Beginning with the line containing "Target: vaulted ceiling" and ending with the last line of the records, set down every line exactly.

Records from a data source:
▶

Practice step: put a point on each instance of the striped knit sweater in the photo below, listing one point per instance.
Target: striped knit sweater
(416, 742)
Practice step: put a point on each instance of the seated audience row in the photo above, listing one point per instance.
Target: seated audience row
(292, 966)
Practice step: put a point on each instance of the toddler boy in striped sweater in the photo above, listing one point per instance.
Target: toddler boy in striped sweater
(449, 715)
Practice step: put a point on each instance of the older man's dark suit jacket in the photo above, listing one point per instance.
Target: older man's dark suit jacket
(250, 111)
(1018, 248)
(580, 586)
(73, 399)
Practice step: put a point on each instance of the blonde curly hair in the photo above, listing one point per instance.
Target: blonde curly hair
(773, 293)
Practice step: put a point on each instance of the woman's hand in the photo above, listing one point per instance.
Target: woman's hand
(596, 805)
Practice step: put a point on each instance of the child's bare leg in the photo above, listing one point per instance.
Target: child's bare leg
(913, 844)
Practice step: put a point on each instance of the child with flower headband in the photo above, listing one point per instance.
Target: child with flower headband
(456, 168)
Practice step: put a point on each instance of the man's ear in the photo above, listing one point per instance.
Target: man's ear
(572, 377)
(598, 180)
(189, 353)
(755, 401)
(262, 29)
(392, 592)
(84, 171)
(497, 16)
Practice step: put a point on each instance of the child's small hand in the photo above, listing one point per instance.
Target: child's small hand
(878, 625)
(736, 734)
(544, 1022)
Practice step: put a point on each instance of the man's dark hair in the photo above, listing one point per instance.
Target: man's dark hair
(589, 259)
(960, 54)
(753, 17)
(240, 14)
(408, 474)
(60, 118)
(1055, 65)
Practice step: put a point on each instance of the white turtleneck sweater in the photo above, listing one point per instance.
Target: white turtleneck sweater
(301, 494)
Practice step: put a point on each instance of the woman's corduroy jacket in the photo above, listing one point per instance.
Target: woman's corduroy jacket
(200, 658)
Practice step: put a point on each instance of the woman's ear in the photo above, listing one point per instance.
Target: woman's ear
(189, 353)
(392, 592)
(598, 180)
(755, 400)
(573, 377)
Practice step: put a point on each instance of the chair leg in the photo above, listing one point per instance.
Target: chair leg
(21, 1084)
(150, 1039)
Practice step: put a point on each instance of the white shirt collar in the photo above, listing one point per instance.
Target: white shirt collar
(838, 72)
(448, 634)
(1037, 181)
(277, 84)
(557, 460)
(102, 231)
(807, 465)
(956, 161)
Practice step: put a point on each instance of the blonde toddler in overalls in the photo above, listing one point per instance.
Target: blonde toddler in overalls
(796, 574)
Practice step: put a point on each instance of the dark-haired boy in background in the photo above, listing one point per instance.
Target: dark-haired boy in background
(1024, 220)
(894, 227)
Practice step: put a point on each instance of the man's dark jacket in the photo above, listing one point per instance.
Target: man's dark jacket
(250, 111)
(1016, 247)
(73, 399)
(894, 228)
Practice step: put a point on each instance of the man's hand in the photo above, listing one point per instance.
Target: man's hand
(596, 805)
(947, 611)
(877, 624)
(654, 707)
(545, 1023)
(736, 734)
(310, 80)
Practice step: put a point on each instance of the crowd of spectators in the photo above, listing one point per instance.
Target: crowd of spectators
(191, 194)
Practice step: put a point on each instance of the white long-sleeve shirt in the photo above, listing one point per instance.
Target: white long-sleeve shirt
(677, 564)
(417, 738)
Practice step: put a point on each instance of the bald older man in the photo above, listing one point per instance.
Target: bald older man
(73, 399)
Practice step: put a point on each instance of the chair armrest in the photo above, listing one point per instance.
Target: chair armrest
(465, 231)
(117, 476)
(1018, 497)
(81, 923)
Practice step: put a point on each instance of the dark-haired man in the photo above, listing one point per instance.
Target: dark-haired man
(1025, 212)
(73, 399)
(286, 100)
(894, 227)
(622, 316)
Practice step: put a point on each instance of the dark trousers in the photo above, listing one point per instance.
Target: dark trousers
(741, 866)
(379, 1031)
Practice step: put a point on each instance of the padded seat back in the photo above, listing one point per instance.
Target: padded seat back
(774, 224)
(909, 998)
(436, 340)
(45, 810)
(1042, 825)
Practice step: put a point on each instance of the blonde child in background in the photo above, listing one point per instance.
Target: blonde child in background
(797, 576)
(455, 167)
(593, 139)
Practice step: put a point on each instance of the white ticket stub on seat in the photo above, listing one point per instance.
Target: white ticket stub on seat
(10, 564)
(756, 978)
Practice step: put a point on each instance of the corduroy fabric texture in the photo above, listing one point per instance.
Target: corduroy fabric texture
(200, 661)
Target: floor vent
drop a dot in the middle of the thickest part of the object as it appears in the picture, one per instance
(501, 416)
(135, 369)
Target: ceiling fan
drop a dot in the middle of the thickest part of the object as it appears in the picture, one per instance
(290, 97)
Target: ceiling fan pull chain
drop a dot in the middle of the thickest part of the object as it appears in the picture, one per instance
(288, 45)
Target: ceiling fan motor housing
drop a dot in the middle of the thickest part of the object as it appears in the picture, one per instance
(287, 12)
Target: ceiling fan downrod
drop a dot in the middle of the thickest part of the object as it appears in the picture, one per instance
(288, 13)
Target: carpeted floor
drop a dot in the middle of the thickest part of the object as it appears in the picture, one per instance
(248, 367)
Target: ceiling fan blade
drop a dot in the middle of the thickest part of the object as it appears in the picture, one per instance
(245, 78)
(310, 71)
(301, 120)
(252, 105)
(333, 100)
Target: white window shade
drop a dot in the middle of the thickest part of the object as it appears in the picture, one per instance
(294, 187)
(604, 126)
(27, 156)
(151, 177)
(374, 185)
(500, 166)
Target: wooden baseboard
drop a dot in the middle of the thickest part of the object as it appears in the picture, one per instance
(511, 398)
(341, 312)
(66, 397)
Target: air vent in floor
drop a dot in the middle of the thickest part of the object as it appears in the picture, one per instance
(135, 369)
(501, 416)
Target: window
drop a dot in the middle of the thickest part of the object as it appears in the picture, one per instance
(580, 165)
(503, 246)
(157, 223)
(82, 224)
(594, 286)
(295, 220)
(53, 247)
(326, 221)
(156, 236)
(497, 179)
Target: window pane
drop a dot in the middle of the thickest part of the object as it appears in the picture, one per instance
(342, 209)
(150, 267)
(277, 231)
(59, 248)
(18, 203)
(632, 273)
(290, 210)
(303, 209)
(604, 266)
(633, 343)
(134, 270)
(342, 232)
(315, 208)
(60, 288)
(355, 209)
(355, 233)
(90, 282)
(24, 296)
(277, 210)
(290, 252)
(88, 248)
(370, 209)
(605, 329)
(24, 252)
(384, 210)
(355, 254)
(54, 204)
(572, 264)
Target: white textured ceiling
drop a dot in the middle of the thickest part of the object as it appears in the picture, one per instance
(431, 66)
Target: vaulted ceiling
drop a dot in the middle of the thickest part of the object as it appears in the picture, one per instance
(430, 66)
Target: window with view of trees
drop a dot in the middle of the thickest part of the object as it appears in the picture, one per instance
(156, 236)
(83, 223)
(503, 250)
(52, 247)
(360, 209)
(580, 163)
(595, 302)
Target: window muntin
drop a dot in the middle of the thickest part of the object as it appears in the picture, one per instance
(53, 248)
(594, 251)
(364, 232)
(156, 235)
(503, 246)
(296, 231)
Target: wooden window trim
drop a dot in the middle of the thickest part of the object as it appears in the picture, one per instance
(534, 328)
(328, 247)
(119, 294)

◀

Written response:
Target: vaulted ceiling
drop a dot in the middle of the thickest part of the object as it appears in the picture, one per instance
(430, 66)
Target: window with view of trees
drop a dot in the middle of the thickest part of the object as it appears in the picture, one per instance
(156, 236)
(83, 223)
(503, 250)
(52, 247)
(360, 209)
(580, 163)
(595, 302)
Target: window muntin
drop a dot in the middle of the thickest part of the object as it appears in the picture, one per instance
(53, 248)
(594, 251)
(364, 232)
(156, 235)
(503, 246)
(296, 231)
Target: wooden window trim
drop a dot in the middle of the thickest part of the object as it appears in the picture, one per instance
(534, 328)
(328, 247)
(119, 294)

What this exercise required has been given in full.